# START OF PROVIDED DATA
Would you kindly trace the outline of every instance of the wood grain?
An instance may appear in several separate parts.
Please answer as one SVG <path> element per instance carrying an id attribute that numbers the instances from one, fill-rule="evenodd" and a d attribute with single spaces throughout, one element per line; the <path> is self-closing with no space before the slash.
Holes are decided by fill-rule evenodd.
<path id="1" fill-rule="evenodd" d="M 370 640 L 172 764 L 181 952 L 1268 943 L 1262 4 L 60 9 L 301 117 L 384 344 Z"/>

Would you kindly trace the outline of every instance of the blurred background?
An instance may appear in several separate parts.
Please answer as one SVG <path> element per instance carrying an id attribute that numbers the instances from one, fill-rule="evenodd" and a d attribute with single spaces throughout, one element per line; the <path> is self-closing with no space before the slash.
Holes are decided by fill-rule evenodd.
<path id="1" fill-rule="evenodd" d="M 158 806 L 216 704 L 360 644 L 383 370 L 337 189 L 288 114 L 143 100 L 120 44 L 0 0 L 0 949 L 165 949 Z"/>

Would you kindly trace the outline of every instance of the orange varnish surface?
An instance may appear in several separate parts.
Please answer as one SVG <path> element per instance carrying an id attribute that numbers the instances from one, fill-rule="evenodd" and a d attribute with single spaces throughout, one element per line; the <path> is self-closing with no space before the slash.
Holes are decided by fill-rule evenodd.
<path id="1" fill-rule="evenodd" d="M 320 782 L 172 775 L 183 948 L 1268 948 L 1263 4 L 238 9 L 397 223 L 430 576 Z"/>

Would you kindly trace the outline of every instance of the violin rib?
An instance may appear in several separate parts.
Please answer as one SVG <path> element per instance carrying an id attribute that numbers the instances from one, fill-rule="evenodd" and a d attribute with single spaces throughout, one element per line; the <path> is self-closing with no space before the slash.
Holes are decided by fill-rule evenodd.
# END OF PROVIDED DATA
- _WORK TO COMPLETE_: Rewrite all the items above as a single numbered list, one line per entry, and omit the blank lines.

- _THE RESPONSE_:
1. Would you kindly trace the outline of every instance of the wood grain?
2. An instance may appear in several separate parts.
3. Please answer as one SVG <path> element per instance carrying an id attribute that numbers the instances from one, fill-rule="evenodd" and a d attribute with single spaces throughout, one element per line; the <path> is self-closing with no space before the slash.
4. Holes are decided by fill-rule evenodd.
5. <path id="1" fill-rule="evenodd" d="M 370 640 L 172 764 L 181 952 L 1268 943 L 1262 4 L 60 9 L 301 117 L 384 344 Z"/>
6. Would you kindly trace the outline of every instance of the blurred background?
7. An instance may appear in several separate parts.
8. Please answer as one SVG <path> element per instance carrying an id attribute that numbers the instances from one, fill-rule="evenodd" and a d attribute with single spaces throughout, one element per line; the <path> is self-closing with no space before the slash.
9. Holes are decided by fill-rule evenodd.
10. <path id="1" fill-rule="evenodd" d="M 158 806 L 216 704 L 360 644 L 383 370 L 337 189 L 288 114 L 143 100 L 120 44 L 0 0 L 0 949 L 165 949 Z"/>
11. Would you kindly trace the outline of every instance of the orange varnish surface?
12. An instance may appear in several separate parts.
13. Please answer as one SVG <path> element per instance carrying an id attribute that numbers the instances from one, fill-rule="evenodd" and a d attribute with single spaces throughout, one element per line; the <path> is self-closing with no space before the slash.
14. Holes are decided by fill-rule evenodd.
15. <path id="1" fill-rule="evenodd" d="M 320 782 L 172 775 L 183 948 L 1268 948 L 1263 4 L 238 9 L 397 223 L 430 576 Z"/>
16. Would you kindly trace the outline of every instance of the violin rib?
17. An instance may appear in several separate parts.
18. Please answer as one SVG <path> element per instance carrying an id attribute that numbers the instances from one, fill-rule="evenodd" and a d attribute with single spaces throughout, one element per line; the <path> is self-closing with no space before the slash.
19. Holes are decided by fill-rule evenodd.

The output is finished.